§ **Required task a**
In the insurance passage, take the part that opens with "Forrest Const., Inc." and closes with "Ct. App. 1996).", and rewrite it with "insurer" swapped out for "carrier".

§ **Document**
Forrest Const., Inc. v. Cincinnati Ins. Co., 703 F.3d 359, 363 (6th Cir. 2013) (applying Tennessee law). Any doubt as to whether a complaint states a cause of action within the policy's coverage is resolved in favor of the insured. Dempster Bros., Inc. v. U.S. Fid. & Guar. Co., 388 S.W.2d 153, 156 (Tenn. Ct. App. 1964). Moreover, if any of the allegations are covered by the policy, the insurer must defend the lawsuit regardless of the number of allegations outside of coverage. Drexel Chem. Co. v. Bituminous Ins. Co., 933 S.W.2d 471, 480 (Tenn. Ct. App. 1996).

         Tennessee courts have explained that CGL policies are "designed to protect an insured against certain losses arising out of business operations." Travelers, 216 S.W.3d at 305 (citation omitted). CGL policies "are divided into several components, including the 'insuring agreement,' which 'sets the outer limits of an insurer's contractual liability,' and the 'exclusions,' which 'help define the shape and scope of coverage' by excluding certain forms of coverage." Id. (quoting Standard Fire Ins. Co. v. Chester-O'Donley & Assoc., Inc., 972 S.E.2d 1, 7 (Tenn. Ct. App. 1998)). When considering what coverage is provided by a CGL policy, "the 'insuring agreement' should be construed before the 'exclusions' to avoid confusion and error." Travelers, 216 S.W.3d at 306. Finally, the interpretation of insurance contracts is governed by the same rules of construction used to interpret any contract. Id. at 305. With these precepts in mind, we examine the arguments pertaining to the policies of each of the six respondent insurance companies.

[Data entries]
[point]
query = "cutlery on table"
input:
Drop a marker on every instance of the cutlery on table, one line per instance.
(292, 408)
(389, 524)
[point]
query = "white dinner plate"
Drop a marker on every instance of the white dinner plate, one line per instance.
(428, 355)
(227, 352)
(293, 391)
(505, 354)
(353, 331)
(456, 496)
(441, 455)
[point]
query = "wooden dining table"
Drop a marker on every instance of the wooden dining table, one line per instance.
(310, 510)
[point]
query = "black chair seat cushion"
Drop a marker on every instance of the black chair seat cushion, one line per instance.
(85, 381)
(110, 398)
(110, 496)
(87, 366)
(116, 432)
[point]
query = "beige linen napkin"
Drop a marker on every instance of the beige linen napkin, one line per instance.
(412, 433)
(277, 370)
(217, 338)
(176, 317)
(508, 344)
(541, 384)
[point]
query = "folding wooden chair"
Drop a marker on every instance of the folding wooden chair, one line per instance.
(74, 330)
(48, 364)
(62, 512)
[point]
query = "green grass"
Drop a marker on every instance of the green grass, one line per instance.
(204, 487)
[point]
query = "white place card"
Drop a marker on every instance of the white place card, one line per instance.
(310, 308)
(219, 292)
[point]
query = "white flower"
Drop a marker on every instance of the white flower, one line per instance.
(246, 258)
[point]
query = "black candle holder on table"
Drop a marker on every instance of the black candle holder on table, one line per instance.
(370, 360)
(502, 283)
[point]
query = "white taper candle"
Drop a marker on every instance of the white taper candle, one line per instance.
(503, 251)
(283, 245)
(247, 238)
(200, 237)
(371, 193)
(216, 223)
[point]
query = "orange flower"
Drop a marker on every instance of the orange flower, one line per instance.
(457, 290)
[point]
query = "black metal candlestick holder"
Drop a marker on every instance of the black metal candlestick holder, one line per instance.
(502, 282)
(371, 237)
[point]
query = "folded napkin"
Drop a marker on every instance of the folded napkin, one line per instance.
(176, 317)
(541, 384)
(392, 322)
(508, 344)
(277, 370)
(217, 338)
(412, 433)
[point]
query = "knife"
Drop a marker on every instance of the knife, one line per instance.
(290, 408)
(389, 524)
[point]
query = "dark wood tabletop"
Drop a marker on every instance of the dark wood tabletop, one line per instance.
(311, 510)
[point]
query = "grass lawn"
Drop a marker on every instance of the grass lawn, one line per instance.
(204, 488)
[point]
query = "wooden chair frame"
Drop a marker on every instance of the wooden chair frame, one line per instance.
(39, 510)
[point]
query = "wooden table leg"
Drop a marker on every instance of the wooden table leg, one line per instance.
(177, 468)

§ **Required task b**
Select every line of the listing that contains the string "cutlery", matching case exactly.

§ **Exercise response a**
Forrest Const., Inc. v. Cincinnati Ins. Co., 703 F.3d 359, 363 (6th Cir. 2013) (applying Tennessee law). Any doubt as to whether a complaint states a cause of action within the policy's coverage is resolved in favor of the insured. Dempster Bros., Inc. v. U.S. Fid. & Guar. Co., 388 S.W.2d 153, 156 (Tenn. Ct. App. 1964). Moreover, if any of the allegations are covered by the policy, the carrier must defend the lawsuit regardless of the number of allegations outside of coverage. Drexel Chem. Co. v. Bituminous Ins. Co., 933 S.W.2d 471, 480 (Tenn. Ct. App. 1996).

§ **Exercise response b**
query = "cutlery on table"
Drop a marker on every instance of the cutlery on table, one line per instance.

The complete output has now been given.